**Given data:**
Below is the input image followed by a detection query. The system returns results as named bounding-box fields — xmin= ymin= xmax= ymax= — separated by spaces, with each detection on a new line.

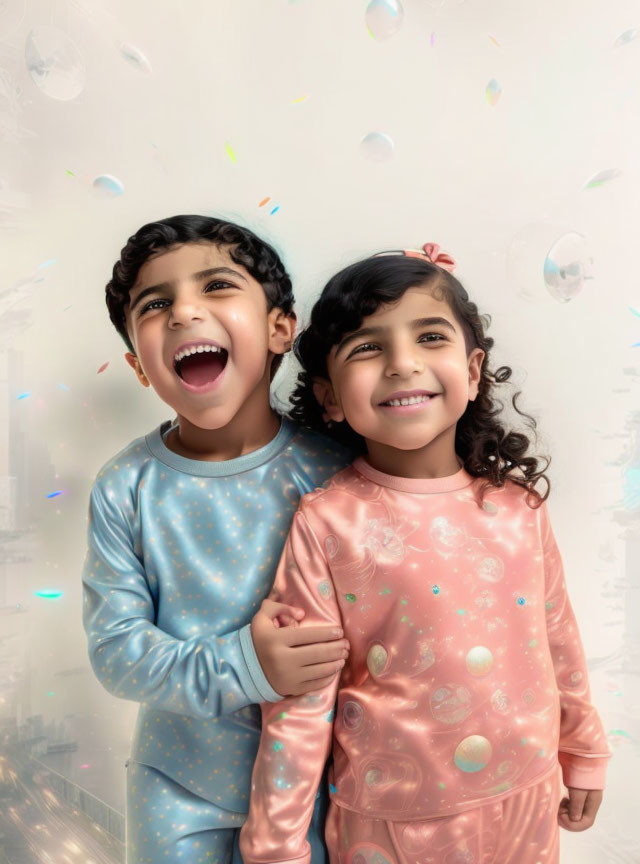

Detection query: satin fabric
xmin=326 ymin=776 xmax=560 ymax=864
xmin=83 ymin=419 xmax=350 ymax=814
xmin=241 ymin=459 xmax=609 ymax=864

--

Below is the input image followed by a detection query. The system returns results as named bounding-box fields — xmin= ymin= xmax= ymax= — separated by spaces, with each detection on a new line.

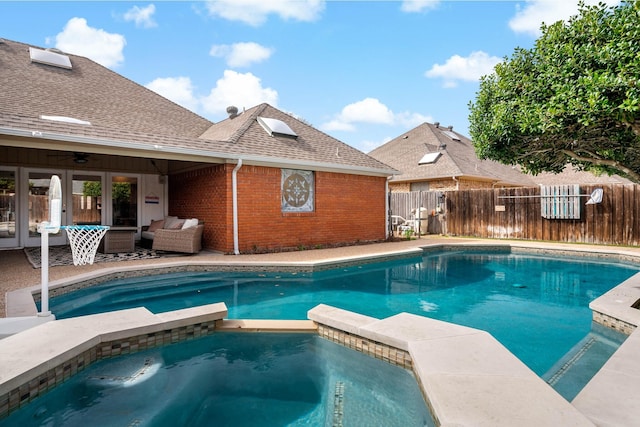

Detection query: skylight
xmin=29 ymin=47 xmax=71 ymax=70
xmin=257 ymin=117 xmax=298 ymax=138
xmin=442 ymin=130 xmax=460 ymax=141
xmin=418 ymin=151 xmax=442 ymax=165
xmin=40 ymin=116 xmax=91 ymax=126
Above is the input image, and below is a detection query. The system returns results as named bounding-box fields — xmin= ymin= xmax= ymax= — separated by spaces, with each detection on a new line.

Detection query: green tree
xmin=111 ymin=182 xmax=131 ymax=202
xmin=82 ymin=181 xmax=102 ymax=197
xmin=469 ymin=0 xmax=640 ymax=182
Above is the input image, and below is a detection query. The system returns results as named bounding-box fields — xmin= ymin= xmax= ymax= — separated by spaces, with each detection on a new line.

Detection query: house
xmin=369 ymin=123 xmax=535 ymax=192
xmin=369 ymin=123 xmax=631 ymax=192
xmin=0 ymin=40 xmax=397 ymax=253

**What needs to be done:** Please count the lines in the records above that contain the string "query", treating uppercase and lowercase as different. Reply with only the number.

**Solution to this problem:** 8